[Data shown]
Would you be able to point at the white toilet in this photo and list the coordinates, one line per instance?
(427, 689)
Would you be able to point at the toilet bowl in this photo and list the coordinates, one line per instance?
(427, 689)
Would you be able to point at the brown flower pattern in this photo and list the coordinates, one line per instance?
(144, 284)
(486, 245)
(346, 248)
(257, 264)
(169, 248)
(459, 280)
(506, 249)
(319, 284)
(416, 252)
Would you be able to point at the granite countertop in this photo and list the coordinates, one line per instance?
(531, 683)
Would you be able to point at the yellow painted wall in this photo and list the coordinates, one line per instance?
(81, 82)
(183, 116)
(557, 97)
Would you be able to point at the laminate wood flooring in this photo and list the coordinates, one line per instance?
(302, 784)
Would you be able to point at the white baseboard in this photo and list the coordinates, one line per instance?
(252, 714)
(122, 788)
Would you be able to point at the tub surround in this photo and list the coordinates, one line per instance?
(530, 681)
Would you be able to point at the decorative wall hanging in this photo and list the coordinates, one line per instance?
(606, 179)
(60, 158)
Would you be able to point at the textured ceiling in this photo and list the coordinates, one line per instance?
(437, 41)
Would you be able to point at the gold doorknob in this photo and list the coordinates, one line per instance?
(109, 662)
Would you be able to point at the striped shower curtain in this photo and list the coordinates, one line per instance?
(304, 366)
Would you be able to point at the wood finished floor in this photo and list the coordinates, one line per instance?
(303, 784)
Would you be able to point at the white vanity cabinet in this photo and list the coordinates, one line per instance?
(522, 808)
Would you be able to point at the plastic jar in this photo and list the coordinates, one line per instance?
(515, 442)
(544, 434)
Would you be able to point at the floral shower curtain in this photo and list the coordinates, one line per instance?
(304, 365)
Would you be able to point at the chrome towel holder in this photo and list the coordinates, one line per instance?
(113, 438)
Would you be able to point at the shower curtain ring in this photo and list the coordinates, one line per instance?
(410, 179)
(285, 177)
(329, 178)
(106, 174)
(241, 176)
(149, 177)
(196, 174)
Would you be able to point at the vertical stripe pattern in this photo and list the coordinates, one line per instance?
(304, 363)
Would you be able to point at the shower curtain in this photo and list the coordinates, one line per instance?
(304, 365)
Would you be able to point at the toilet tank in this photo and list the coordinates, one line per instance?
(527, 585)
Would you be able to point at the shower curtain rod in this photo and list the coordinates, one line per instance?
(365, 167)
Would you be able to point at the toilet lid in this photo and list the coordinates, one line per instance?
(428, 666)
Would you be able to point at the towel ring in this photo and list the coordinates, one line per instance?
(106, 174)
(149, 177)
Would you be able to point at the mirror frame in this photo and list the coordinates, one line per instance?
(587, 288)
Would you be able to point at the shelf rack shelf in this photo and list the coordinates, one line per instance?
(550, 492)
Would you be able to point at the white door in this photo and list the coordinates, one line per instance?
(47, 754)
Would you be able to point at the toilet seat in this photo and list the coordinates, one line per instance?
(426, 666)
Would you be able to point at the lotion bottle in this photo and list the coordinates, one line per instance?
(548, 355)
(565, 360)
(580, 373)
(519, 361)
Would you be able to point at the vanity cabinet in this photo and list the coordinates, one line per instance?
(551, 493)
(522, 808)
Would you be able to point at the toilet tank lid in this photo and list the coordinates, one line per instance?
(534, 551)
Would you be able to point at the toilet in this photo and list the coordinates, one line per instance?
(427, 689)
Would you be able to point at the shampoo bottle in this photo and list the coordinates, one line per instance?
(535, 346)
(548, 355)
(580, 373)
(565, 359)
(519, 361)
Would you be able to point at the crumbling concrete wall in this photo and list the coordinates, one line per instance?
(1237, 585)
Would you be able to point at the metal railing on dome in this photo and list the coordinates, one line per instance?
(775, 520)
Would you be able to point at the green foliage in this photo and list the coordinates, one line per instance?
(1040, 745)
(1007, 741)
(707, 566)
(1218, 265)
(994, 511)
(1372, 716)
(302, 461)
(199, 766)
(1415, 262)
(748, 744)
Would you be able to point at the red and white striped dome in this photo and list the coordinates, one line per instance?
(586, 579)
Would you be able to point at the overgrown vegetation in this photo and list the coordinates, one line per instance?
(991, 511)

[Your instructions] Reproduce each record exactly as it appears.

[Written response]
Would you be able to point at the white toilet in this photo and list the coordinates, one line per instance?
(427, 689)
Would you be able to point at the toilet bowl in this photo and list the coordinates, one line per instance?
(427, 689)
Would you be able to point at the brown flower pattern in this photo and list the coordinates, one line per instance?
(144, 284)
(486, 245)
(346, 248)
(257, 264)
(169, 248)
(459, 280)
(506, 249)
(319, 284)
(416, 252)
Would you be able to point at the granite countertop in this photo and list the coordinates, one line per instance?
(531, 683)
Would you be able to point at the yellow painted wall in this photo and list the coordinates, one line per instance?
(81, 82)
(183, 116)
(557, 97)
Would you be able to point at the laminate wood flooring in this photo and list the coordinates, one line per instance?
(302, 784)
Would you be able to point at the white baseboard in this photo and list the coordinates, one line per instance?
(252, 714)
(122, 788)
Would you be able to point at the tub surround in this photo and list the coordinates, one line per instance?
(530, 681)
Would you be able to point at the decorative wall hanging in this photo and list the coordinates, one line per instance?
(606, 179)
(60, 158)
Would you be able to point at the textured ceiling in this photo and list the coordinates, one line per instance?
(437, 41)
Would you be able to point at the gold doorknob in this photo and list the coordinates, one line per instance?
(109, 662)
Would you be able to point at the striped shower curtain in this photo and list the coordinates, one line per instance?
(304, 366)
Would you be able to point at the wood finished floor in this photo and list the coordinates, one line per instance?
(303, 784)
Would you be able to point at the white vanity cabinet in this photo and list the coordinates, one line per instance?
(522, 808)
Would you be able to point at the plastic jar in this photo and list the coordinates, one line per instance?
(515, 442)
(544, 434)
Would you be able to point at the floral shower curtain in this photo and list the coordinates, one line per instance?
(304, 365)
Would you be able to point at the chrome towel holder in this photo and list the coordinates, one line per instance?
(113, 438)
Would you be able to point at the shower curtain ring in this photo and list the coordinates, one line per instance?
(410, 179)
(285, 177)
(329, 178)
(106, 174)
(241, 176)
(149, 177)
(196, 174)
Would you be able to point at the vertical stripe pattern in this photo and list the coordinates, one line per instance?
(304, 363)
Would you be able to point at the shower curtain in this photo and list the coordinates, one line per instance?
(304, 365)
Would you be able to point at the toilet tank in this photo and list the coordinates, one line per instance?
(527, 585)
Would you be able to point at the shower curtain rod in this photo and list the coordinates, one line per instance?
(365, 167)
Would you be able to point at the toilet lid in this photo and list the coordinates, one line per instance?
(428, 666)
Would you be able to point at the towel ring in this photo and list the coordinates, one line per instance?
(106, 174)
(149, 177)
Would you be able to point at the mirror frame in this photo and list the coordinates, one line per instance?
(587, 288)
Would you be able to point at the shelf rack shelf in this photo and list the coordinates, one line per instance?
(550, 492)
Would you be able to point at the white door in this photo and list the coordinates, one line per instance?
(47, 754)
Would you be able to point at the toilet seat in this photo and list the coordinates, one line per instance?
(426, 666)
Would you be able to point at the lotion bottle in this photo and list the coordinates, one line per instance?
(548, 355)
(565, 360)
(580, 373)
(519, 361)
Would you be able to point at the vanity cabinet in this photo and list the coordinates, one line per instance?
(551, 493)
(522, 808)
Would you be able to point at the toilet tank lid in this photo and list the coordinates, one line per instance?
(534, 551)
Would you be able to point at the toilet in this photo and list the coordinates, one line per instance?
(427, 689)
Would you be able to point at the shampoo bottle in this photo and list the coordinates, one line per instance?
(535, 346)
(548, 355)
(580, 373)
(565, 359)
(519, 361)
Would you be able to point at the crumbling concrete wall in this photo and list the coordinates, one line per instance?
(1237, 585)
Would you be able to point at the metal railing on dome in this photo and list the coordinates, one line per instance?
(775, 520)
Would you be able to point at the green foliage in this photo and list the coordinates, one line per instance?
(1040, 745)
(1007, 741)
(707, 566)
(1218, 265)
(994, 511)
(1372, 716)
(302, 461)
(199, 766)
(1415, 262)
(748, 744)
Would you be able to point at the red and white striped dome in this photo and list the coordinates, one line per instance?
(586, 579)
Would you be able to point at the overgrown vegetation in this photo and list the coordinates, one line per instance?
(991, 511)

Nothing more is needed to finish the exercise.